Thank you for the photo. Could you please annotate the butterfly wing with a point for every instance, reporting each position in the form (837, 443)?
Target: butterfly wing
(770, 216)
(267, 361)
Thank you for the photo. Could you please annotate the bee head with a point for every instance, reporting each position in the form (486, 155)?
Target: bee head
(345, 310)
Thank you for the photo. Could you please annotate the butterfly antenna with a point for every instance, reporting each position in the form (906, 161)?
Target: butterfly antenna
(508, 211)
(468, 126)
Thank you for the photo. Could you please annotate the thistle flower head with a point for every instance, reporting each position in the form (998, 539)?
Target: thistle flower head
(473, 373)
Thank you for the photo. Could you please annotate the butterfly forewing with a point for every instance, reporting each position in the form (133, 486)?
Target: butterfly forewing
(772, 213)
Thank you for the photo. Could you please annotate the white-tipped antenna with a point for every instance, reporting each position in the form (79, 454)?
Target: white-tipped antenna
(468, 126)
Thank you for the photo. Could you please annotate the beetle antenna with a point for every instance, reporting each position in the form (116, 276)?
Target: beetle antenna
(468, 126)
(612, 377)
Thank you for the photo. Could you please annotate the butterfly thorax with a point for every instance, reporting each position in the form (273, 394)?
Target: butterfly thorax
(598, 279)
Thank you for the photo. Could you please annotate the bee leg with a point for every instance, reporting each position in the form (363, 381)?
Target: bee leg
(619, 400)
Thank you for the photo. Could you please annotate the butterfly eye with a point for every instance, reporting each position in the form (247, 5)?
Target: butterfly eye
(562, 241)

● **Problem**
Could you reproduce all of the material above, exactly as it reads?

● **Exercise response**
Thank you for the photo. Could you please annotate the butterfly wing with a point for every instance, reporting each position in the form (837, 443)?
Target: butterfly wing
(770, 216)
(267, 361)
Thank you for the photo. Could you please annotate the bee head with a point for every instance, reporting each position in the form (486, 155)?
Target: bee head
(345, 310)
Thank you for the photo. Could you please annotate the butterfly antenna with a point for every instance, reporting each position in the form (906, 161)?
Target: butterfly antenna
(508, 211)
(468, 126)
Thank you for the photo. Could you please annotate the thistle flower head with a point for every instance, reporting each position in the form (998, 539)?
Target: thistle flower head
(473, 373)
Thank you for the photo. Could you please annotate the butterfly forewing with a point for every instance, reporting each position in the form (133, 486)?
Target: butterfly forewing
(772, 213)
Thank you for the photo. Could you please annotate the white-tipped antenna with a point for every instance, reporting each position in the form (79, 454)?
Target: white-tipped antenna
(468, 126)
Thank you for the photo. Could you please annotate the beetle antenna with a point for every instance, reporting each position in the form (116, 276)?
Target: beetle antenna
(468, 126)
(612, 377)
Thank you for the photo. Could you please annotate the butterfly thorax with a point for every instance, reporting each position in the form (273, 394)?
Target: butterfly thorax
(598, 279)
Thank you for the photo. Could you please annotate the bee leg with a point for every instance, reporting each position in the form (363, 381)?
Target: bee leg
(619, 400)
Thank you for the photo. Could you please annotate the butterfly eye with a point for every instance, reporting each position in the form (247, 5)?
Target: butterfly eye
(562, 241)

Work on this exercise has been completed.